In 2019, BGL, Australia’s leading supplier of SMSF administration and ASIC corporate compliance software solutions, will focus on innovation, culture and wellness. We hope the article below helps you spread gratitude and positivity in all aspects of your business and community.


Some people have the ability to face adversity head on and keep moving forward despite experiencing setbacks. It may seem as if people who display such resilience are simply emotionally and psychologically stronger than others, however, this isn’t necessarily the case.

Resilience is a learned trait. Building resilience is a challenging journey and individuals must exert great effort to choose actions that strengthen their resilience with every new challenge they face.

For instance, it’s easy to tell someone to simply get over a long-term relationship that ended than to actually do it. The affected person must develop the capacity to manage the situation and react more positively instead of indifference or any self-destructive means.

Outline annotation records
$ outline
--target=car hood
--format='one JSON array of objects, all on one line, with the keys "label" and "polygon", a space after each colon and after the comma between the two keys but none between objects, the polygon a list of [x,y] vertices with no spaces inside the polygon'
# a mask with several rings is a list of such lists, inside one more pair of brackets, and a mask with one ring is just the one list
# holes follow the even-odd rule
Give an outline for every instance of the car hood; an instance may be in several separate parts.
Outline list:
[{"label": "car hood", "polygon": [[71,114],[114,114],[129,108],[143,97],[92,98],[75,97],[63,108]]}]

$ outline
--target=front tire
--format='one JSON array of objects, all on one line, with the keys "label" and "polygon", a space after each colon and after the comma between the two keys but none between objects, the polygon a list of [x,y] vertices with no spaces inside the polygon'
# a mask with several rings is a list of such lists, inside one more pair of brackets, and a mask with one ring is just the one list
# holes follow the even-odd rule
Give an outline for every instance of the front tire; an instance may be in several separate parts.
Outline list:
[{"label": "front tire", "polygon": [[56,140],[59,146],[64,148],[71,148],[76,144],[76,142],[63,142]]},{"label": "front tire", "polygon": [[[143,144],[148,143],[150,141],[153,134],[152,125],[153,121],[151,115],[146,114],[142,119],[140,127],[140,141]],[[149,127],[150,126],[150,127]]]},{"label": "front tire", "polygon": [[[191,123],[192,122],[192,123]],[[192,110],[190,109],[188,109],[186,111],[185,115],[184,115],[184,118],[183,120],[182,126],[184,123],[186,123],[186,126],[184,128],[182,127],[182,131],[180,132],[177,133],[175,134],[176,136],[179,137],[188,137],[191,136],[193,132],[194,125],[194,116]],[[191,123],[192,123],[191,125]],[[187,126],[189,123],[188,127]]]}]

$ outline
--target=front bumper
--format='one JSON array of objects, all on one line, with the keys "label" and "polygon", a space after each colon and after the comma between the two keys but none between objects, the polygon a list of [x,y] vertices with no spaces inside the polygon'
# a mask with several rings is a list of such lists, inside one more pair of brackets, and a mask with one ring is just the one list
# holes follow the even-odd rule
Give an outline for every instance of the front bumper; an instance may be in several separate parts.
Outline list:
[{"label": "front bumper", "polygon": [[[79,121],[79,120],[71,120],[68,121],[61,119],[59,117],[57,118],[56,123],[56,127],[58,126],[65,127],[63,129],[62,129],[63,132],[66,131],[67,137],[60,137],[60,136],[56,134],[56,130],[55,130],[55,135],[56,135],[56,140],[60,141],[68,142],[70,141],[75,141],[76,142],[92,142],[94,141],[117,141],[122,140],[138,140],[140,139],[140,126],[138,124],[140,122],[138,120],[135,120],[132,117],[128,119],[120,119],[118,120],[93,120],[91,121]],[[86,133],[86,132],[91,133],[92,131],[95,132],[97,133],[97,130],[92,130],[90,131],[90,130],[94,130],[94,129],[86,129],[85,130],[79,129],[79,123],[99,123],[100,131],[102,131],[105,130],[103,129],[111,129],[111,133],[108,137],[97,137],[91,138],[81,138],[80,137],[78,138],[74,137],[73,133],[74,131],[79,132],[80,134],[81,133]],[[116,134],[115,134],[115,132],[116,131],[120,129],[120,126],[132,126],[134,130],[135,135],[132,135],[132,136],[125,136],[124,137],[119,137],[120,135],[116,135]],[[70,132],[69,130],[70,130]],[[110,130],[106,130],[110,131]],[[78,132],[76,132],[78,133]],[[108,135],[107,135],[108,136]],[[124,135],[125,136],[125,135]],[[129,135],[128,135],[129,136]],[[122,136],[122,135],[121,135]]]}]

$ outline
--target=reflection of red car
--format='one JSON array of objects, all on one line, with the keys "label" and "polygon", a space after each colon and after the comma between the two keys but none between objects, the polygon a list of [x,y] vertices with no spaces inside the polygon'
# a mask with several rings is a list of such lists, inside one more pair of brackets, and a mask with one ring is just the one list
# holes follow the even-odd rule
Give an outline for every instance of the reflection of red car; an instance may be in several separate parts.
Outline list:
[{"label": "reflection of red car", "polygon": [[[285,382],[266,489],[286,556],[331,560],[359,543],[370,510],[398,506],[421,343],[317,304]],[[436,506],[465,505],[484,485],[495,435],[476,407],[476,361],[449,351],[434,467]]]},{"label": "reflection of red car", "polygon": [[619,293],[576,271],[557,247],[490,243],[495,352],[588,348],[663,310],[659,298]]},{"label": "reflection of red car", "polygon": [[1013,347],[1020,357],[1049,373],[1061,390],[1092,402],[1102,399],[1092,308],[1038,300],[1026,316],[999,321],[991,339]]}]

*What you are asked to do*: According to the passage on resilience, what kind of trait is resilience?

*Final answer*: Resilience is a learned trait.